## Brano da leggere
....

Dagli strati più poveri al benessere di tutti, insomma.

«Ma non solo occupandosi, direttamente e unicamente, di strati svantaggiati: lo si fa anche occupandosi di se stessi. Se pensi alla tua vita vita quotidiana e decidessi di nutrirti, lavarti e muoverti in maniera più salutare, lo fai per te stesso: stai creando sostenibilità nella misura in cui rispetti la tua vera natura, tutto ciò che è salutare è anche sostenibile.
Salutare, ovviamente, va inteso a 360 gradi: se scegli di muoverti in maniera sostenibile generalmente spendi di meno e non solo hai più salute ma hai anche spazi di socializzazione migliore. Questo discorso che vale per ogni individuo vale anche per l’impresa».

In che modo?

«Le imprese si stanno accorgendo che hanno tutto da guadagnare ad essere sostenibili, tant’è che i più cattivi dei cattivi dell’economia, cioè la finanza, hanno spostato gli impieghi di investimento sulle cosiddette attività sostenibili (tecnicamente si chiamano ESG) dallo 0,2% al 24% in 10 anni: un progresso enorme. Parallelamente stanno puntando ad avere il 60% dei loro portafogli su attività sostenibili entro breve: non sto parlando di Banca Etica ma di Blackrock! Quello che noi dobbiamo innescare lo dobbiamo fare certamente anche con l’apporto e l’appoggio istituzionale, legislativo e fiscale ma quello da solo, se non è recepito e compreso dalla società, diventa una distorsione».

Come si fa a fare in modo che venga percepito da tutti?

«Bisogna far toccare con mano la questione viva. Le imprese hanno un vantaggio su tutti, dunque lo hanno compreso e si stanno muovendo rapidamente in tal senso.
Dobbiamo sovvertire la narrativa tradizionale, paradossalmente, che vede l’economia cattiva verso un pubblico buono, per dirla in maniera molto semplice: non è questione di essere buoni o cattivi ma il consumatore ancora non ha interiorizzato i benefici della sostenibilità dal punto di vista delle proprie scelte consapevoli. Esco per un attimo dai binari dell’argomento principale ma completo quanto sto dicendo: abbiamo pochissimo tempo per rimediare, al massimo dieci anni. Purtroppo non possiamo contare su una totale presa di consapevolezza collettiva che porti a delle scelte di cambiamento volontario e coerente. L’essere umano difficilmente reagisce all’interesse collettivo ma a quello individuale: si sa che soltanto il 2% dei consumatori (e questo è un dato transculturale) incorporano la loro domanda di consumo sostenibile e tipicamente costoro sono i clienti del commercio equo e solidale.

....

## Materiale di partenza
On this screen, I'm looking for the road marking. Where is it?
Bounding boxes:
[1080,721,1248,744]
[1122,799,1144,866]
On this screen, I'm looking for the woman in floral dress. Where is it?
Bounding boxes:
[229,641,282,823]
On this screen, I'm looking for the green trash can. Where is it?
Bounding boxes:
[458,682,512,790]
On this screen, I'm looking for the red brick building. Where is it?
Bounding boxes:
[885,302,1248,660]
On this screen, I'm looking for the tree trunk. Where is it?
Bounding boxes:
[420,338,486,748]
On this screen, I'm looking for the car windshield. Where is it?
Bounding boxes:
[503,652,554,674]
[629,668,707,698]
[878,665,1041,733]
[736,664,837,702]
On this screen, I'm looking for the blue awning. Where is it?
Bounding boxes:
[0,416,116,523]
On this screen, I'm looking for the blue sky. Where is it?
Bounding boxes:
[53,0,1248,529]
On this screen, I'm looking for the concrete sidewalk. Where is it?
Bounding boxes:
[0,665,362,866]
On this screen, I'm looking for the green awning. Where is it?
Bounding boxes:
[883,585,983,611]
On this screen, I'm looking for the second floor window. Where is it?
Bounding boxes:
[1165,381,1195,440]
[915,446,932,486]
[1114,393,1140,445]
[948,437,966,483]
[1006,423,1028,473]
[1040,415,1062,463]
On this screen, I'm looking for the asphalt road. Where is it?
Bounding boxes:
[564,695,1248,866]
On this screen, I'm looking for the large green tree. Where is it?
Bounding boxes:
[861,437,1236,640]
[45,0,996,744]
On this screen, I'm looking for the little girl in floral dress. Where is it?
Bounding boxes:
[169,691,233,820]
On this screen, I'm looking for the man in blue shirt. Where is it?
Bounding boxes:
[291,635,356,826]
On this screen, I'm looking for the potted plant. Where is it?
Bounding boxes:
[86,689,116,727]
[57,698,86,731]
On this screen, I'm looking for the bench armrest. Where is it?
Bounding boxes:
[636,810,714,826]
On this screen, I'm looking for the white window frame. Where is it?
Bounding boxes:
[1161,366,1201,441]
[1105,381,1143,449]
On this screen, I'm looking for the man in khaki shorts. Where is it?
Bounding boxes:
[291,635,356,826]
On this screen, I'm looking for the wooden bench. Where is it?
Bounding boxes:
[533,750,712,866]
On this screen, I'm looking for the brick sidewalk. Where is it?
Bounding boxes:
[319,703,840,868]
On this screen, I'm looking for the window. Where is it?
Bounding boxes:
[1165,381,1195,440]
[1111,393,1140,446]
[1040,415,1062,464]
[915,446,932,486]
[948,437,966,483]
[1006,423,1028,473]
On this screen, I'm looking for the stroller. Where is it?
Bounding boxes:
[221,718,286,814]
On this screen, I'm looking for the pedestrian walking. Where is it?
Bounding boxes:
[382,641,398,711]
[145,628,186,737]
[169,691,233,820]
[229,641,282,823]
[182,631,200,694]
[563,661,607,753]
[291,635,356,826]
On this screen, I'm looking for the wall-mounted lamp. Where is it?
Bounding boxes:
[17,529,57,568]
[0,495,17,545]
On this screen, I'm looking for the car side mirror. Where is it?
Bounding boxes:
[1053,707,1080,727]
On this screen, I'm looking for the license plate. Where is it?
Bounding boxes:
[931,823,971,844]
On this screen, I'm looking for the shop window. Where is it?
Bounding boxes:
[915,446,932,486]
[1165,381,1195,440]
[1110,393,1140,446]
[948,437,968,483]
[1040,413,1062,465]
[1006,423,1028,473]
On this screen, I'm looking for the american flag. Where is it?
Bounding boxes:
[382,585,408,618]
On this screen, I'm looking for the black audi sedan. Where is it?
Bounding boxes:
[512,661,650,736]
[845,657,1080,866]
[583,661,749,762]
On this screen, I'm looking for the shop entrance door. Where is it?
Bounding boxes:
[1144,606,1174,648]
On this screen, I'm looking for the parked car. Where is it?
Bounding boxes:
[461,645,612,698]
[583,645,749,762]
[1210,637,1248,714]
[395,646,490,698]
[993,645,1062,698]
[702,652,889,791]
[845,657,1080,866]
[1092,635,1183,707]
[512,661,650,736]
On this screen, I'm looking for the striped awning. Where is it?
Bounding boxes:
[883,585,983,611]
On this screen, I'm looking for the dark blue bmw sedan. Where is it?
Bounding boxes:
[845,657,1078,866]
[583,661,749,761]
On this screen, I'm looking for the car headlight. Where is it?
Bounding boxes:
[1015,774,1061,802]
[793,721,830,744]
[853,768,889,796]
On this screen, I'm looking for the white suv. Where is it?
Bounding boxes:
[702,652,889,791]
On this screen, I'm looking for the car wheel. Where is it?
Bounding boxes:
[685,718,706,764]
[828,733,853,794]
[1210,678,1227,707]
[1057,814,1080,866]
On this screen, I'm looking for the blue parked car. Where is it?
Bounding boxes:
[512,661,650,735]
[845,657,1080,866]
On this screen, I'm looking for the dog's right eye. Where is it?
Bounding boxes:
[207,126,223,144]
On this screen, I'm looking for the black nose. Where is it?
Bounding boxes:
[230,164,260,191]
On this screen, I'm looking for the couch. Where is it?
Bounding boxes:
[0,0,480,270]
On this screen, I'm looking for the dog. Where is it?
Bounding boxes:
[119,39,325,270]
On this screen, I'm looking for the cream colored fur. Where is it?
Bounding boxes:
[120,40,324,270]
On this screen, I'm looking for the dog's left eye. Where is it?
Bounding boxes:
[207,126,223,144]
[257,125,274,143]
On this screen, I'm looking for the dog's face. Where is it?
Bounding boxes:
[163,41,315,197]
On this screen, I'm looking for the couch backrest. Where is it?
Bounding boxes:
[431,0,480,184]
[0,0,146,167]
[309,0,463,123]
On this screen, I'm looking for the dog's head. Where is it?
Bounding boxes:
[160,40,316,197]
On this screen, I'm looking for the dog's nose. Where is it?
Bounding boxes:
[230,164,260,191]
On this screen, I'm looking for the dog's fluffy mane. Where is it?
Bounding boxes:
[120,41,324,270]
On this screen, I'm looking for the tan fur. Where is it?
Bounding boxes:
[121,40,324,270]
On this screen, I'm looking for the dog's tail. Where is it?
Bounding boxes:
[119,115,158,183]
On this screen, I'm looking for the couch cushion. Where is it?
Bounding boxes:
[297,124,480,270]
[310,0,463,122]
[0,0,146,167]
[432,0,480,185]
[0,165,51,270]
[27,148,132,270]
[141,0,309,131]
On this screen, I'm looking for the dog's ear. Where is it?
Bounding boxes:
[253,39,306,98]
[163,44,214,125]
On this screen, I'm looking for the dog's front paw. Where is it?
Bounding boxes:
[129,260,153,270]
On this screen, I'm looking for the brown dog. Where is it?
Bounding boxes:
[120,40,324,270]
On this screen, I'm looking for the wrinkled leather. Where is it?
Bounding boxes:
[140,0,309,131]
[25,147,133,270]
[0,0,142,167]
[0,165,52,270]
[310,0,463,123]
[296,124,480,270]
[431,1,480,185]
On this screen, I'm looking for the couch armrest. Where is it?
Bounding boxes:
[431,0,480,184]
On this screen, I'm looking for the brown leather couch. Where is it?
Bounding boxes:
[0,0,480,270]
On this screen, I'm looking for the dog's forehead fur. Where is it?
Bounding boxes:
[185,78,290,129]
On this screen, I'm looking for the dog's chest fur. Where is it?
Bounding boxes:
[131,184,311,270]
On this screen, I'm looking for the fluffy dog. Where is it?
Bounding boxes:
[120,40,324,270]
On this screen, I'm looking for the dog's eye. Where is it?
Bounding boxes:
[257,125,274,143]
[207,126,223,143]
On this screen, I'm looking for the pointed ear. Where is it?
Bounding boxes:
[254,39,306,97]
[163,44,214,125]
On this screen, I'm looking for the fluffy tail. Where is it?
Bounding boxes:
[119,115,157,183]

....

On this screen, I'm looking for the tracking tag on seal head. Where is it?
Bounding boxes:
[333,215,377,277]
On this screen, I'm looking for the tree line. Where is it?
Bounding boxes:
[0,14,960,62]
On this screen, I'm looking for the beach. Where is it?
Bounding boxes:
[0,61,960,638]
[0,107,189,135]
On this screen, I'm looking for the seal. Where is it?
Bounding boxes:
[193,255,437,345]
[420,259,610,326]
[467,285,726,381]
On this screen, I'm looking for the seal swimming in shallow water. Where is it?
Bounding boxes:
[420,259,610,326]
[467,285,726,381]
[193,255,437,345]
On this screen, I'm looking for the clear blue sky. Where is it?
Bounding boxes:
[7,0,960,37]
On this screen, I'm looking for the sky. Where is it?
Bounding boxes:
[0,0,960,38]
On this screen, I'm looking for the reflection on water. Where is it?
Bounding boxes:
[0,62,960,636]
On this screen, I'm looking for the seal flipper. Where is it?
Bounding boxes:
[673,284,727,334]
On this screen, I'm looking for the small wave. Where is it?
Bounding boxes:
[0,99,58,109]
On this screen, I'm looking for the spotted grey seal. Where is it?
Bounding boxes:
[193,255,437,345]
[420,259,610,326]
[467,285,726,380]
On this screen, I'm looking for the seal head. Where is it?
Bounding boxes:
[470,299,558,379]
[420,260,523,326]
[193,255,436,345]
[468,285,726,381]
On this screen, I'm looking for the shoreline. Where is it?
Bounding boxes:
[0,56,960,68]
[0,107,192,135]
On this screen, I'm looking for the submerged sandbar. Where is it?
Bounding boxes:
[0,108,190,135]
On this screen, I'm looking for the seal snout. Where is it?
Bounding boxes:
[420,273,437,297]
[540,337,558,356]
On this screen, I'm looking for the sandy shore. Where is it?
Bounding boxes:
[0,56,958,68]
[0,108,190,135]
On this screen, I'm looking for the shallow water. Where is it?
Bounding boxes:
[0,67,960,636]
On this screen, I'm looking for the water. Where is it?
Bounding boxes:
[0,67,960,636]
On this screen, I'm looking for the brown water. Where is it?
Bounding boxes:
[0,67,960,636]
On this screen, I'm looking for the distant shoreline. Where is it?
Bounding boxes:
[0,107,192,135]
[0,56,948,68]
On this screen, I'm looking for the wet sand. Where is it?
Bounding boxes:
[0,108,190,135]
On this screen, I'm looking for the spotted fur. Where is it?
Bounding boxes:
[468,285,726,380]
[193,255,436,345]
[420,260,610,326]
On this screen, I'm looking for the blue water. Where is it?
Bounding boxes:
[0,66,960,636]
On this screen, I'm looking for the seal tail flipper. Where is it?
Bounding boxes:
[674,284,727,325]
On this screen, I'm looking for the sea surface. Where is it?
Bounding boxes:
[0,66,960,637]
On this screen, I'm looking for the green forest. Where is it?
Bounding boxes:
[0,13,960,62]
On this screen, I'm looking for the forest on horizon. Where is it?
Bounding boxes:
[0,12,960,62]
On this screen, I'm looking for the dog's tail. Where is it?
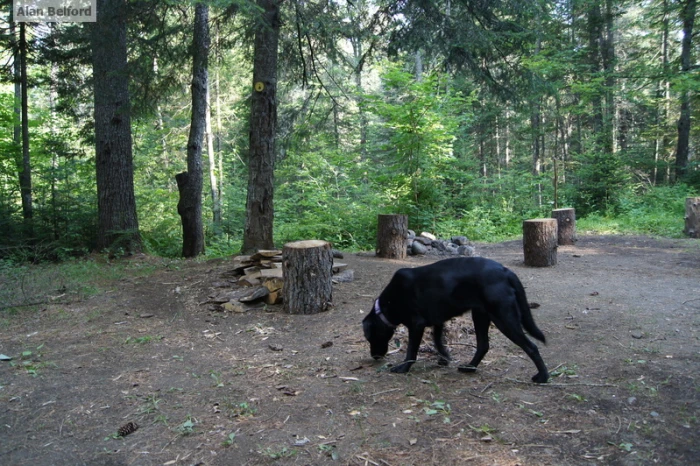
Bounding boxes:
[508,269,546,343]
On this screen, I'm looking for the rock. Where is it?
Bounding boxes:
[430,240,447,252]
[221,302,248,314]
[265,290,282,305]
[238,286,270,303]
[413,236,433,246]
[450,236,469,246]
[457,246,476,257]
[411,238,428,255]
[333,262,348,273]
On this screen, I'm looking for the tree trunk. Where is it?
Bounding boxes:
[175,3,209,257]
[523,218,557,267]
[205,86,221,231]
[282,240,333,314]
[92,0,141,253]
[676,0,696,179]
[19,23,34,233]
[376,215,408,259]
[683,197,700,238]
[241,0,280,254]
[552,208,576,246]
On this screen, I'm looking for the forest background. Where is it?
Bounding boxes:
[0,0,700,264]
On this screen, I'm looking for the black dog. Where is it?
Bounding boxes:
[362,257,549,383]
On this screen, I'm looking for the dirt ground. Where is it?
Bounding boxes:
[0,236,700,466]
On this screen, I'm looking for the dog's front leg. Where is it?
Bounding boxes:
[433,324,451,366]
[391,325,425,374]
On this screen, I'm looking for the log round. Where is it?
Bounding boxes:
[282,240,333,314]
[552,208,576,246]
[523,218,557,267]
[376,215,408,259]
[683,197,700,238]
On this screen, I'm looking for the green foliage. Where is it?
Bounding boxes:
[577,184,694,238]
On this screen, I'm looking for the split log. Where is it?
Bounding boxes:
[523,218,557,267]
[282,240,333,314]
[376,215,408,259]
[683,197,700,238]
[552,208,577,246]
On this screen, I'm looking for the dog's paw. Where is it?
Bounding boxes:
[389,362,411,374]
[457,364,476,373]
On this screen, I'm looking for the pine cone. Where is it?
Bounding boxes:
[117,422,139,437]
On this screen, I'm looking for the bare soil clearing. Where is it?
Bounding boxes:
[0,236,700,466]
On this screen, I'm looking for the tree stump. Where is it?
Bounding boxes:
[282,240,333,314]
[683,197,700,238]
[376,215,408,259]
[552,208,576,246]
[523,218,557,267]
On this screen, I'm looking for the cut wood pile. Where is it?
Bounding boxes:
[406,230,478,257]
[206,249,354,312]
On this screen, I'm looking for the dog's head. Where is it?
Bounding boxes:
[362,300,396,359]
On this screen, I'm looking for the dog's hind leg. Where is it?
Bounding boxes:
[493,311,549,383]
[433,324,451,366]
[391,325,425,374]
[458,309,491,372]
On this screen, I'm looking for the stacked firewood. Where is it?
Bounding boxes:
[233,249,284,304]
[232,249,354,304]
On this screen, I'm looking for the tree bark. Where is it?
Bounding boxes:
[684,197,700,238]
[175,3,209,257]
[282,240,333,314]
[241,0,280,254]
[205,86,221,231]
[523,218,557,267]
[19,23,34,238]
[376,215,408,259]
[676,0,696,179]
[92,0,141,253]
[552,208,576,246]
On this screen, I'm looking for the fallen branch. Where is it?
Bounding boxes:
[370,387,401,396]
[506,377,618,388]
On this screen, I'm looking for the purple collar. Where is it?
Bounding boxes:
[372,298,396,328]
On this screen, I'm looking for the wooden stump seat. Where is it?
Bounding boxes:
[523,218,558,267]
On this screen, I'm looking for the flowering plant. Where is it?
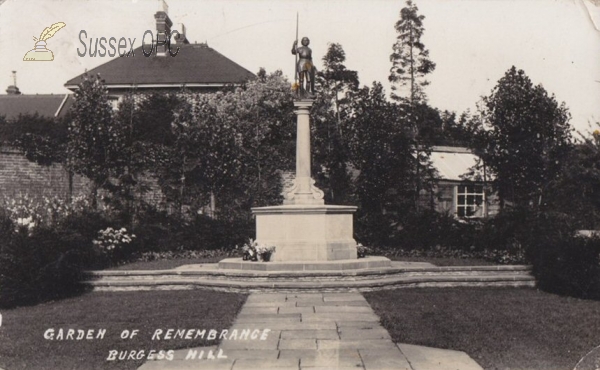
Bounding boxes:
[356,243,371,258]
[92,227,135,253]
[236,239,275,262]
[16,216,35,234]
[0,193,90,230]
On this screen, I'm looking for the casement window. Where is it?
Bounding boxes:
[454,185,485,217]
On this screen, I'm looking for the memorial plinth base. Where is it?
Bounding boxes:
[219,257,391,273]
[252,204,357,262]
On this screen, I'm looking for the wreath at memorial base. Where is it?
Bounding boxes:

....

## Consegna A
Nel brano sulla sostenibilità, quale quota di consumatori incorpora la domanda di consumo sostenibile?
## Consegna B
Prosegui il brano sulla sostenibilità partendo dal punto in cui si interrompe.

## Risposta A
Soltanto il 2% dei consumatori.

## Risposta B
Botteghe importanti ma anche simboliche: rappresentano una fascia minuscola del mercato. Questo non vuol dire che si tratta di una battaglia persa perché sta succedendo qualcosa: oggi la sostenibilità non si compra perché ‘salva il Mondo’ ma perché il prodotto è migliore. Nel settore del turismo la questione è evidente: dieci anni fa l’attività più ricercata era il ‘Resort all inclusive’, altamente insostenibile, dove il grande lusso la faceva da padrone; oggi l’attività più ricercata è quella che ti porta in condizioni di scomodità, in un nugolo di zanzare, a vivere da vicino la natura incontaminata. Tornando al cibo: non possono permetterselo tutti, ma moltissimi consumatori, se potessero, si orienterebbero verso il biologico e il non-industriale. Qui la tempistica ci pone un problema di scala, nel senso che la volontà ci sarebbe ma per ora sono mercati per fasce ricche e bisogna incoraggiarle – paradossalmente – perché facendo in modo che essi comprino creano quell’economia di scala che poi consente di allargare l’accessibilità anche alle fasce più povere e lo si è visto in Germania in cui il biologico era appannaggio dei più ricchi ed ora è accessibile di tutti».

Orientarsi più su questo, dunque, che non sugli atti politici?

«Certamente ma non dico che non servono, anzi: segnalano l’unitarietà della società e la consapevolezza in tal senso che è l’unico fattore che può cambiare le cose per tempo. Allo stesso modo un trattato, una legge, un provvedimento fiscale è carta. E la natura non reagisce ai pezzi di carta».